Source document:
· · · ·

The Key Performance Indicator for Startups, Five Indicators that You Should Not Neglect

Key performance indicator

In this article, we will introduce five key performance indicators of startups. Key performance indicators (KPIs) are tools for evaluating the success of startups by founders and venture capitalists. The status of some KPIs also plays a decisive role in the success of startups in attracting capital, as well as advancing negotiations with investors.

For example, suppose your startup product is a native messenger. It has grew by 40,000% in 2020 compared to2019 in the KPI of the “average number of monthly active users”. Obviously, the status of this index is so attractive that any investor will be eager to have a meeting with your team.

Average Revenue Per User Index

This key startup performance indicator is a subset of key financial indicators. It shows the average revenue per user. In order to calculate the ARPU, the startup revenue and the number of users during a period must be specified.

Consider, for example, the revenue of two startups in the same industry that have passed their early stages of growth. Suppose they earn $ 100 and $ 140 per user, respectively, over one year.

Apparently, the startup that earns $ 140 per person is more attractive to investors. But checking the revenue earned per user exclusively may mislead the startup or investor. Why? The cost to attract each user may be as high as $ 200. In this case, $ 140 per user is not attractive at all. Therefore, to increase the accuracy of the survey based on this index, it is necessary to calculate the customer attraction cost index.

· · · ·

Material provided:
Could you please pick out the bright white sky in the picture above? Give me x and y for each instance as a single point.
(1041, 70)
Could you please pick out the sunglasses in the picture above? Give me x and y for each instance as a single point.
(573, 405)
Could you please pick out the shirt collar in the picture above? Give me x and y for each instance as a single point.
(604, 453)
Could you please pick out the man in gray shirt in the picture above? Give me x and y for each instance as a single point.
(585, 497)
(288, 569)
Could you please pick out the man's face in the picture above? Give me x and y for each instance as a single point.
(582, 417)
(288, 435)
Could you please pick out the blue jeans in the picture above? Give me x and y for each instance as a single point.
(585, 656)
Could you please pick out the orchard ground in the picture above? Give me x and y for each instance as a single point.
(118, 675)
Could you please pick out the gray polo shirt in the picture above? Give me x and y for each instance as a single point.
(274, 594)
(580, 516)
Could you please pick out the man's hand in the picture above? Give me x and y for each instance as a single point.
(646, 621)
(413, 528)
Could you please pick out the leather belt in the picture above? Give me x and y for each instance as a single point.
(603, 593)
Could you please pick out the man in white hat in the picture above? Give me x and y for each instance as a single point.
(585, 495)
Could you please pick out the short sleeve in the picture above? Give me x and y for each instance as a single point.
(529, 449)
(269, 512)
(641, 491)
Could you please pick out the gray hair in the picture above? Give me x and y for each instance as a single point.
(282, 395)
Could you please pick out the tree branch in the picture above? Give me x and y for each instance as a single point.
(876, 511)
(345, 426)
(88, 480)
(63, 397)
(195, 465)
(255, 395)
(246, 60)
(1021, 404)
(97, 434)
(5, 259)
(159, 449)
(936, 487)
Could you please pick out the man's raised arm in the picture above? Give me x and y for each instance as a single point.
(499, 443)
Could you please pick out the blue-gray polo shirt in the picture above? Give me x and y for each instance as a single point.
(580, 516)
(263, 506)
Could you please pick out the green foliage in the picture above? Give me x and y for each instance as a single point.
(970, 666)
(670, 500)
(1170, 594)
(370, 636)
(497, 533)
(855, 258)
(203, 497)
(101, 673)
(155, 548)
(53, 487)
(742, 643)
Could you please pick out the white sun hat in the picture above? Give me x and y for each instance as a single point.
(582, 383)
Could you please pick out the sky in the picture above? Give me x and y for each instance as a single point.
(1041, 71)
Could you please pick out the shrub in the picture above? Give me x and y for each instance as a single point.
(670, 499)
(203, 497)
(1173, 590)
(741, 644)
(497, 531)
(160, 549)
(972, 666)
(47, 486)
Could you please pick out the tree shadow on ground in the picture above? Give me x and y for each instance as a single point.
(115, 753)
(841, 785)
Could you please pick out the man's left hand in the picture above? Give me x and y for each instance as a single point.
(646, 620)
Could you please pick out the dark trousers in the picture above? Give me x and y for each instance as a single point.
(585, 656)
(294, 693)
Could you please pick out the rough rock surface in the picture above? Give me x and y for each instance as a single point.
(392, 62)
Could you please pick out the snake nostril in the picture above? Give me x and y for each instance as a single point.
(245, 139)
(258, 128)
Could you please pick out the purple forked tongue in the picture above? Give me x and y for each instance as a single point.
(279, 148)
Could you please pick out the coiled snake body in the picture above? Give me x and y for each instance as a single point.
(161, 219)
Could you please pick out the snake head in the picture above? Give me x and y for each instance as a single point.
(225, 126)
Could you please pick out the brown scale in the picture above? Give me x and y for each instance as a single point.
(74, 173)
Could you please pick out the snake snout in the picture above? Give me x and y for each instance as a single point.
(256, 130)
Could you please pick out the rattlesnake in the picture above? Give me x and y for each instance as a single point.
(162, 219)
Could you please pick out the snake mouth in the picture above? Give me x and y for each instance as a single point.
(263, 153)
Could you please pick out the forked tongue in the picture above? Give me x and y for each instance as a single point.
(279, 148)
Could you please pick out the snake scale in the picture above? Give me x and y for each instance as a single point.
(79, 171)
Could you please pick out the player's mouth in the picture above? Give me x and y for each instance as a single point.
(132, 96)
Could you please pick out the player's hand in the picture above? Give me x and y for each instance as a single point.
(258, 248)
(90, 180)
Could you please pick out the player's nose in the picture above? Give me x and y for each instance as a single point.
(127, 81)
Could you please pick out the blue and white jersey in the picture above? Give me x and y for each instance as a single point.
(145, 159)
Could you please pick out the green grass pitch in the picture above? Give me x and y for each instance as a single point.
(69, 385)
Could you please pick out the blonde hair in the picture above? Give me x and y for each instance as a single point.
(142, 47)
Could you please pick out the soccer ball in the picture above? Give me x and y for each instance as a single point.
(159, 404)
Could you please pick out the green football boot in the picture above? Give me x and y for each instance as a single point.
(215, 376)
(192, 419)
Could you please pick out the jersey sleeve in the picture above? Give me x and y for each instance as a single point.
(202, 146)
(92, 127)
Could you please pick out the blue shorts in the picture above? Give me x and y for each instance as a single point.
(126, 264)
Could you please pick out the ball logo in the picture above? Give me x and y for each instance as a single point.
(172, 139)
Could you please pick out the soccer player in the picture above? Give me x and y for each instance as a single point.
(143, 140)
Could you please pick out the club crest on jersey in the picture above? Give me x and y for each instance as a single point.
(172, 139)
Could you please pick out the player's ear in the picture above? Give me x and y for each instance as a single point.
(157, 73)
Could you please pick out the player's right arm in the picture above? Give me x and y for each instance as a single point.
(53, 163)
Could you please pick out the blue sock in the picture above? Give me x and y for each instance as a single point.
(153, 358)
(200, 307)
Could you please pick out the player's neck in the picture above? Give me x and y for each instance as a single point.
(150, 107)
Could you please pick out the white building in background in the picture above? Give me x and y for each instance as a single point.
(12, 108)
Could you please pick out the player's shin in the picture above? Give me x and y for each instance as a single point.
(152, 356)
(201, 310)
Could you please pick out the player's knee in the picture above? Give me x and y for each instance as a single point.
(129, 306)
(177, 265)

· · · ·

Given request 1: Copy the records exactly, from the line containing "Could you please pick out the club" through the last line of the records.
Given request 2: Continue the article on startup key performance indicators from where it stops.

Written response 1:
Could you please pick out the club crest on jersey in the picture above? Give me x and y for each instance as a single point.
(172, 139)
Could you please pick out the player's ear in the picture above? Give me x and y for each instance as a single point.
(157, 73)
Could you please pick out the player's right arm in the picture above? Give me x and y for each instance as a single point.
(53, 163)
Could you please pick out the blue sock in the picture above? Give me x and y for each instance as a single point.
(153, 358)
(200, 307)
Could you please pick out the player's neck in the picture above? Give me x and y for each instance as a single point.
(150, 107)
Could you please pick out the white building in background in the picture above? Give me x and y for each instance as a single point.
(12, 108)
Could you please pick out the player's shin in the picture above? Give me x and y for each instance as a single point.
(152, 356)
(201, 310)
Could you please pick out the player's knee in the picture above? Give me x and y for each instance as a single point.
(129, 306)
(177, 265)

Written response 2:
The ARPU, or average revenue per user, is also used in startup financial forecasts. For example, if a startup ARPU is 10 dollars, predicting the user growth to 30,000 in the next six months, we can say that the estimated revenue of this startup will reach 300,000 dollars.


Monitor ARPU or Average Revenue per User on Facebook

Another purpose of this key indicator of startup performance is to enable the startup to maximize revenue by analyzing its historical financial information. For example, Facebook uses this index to calculate the amount of revenue earned in four geographical regions of the United States and Canada, Europe, Asia-Pacific and other parts of the world. The results of these calculations show in which area users earn the most money for Facebook. So along with this information and the results of other analytics like Cohort, Facebook can better maximize revenue from the most important areas by using the most efficient marketing channels.

Customer Acquisition Cost

The CAC, or customer acquisition cost, which indicates the effectiveness of marketing costs and the strength of the business model, is essential to investors. By using this key performance indicator, it is possible to evaluate the cost of attracting each new user. It also shows if costs have increased the number of customers and earned money.

Startups are often associated with high marketing costs due to their transformative nature. The important thing about marketing costs for a startup is whether it leads to revenue in the long run or just is a waste of money. Sometimes a startup can’t attract users or earn a substantial income that compensates for the costs of attracting them. This may be because of its business model.

To calculate this index, it is enough to divide the marketing and sales costs of attracting new users in a certain period of time by the number of users attracted in that period. For example, if the price of attracting customers and the number of attracted ones in the last month is $ 1 million and 100,000 customers, respectively. The cost per customer or CAC is equivalent to $ 10.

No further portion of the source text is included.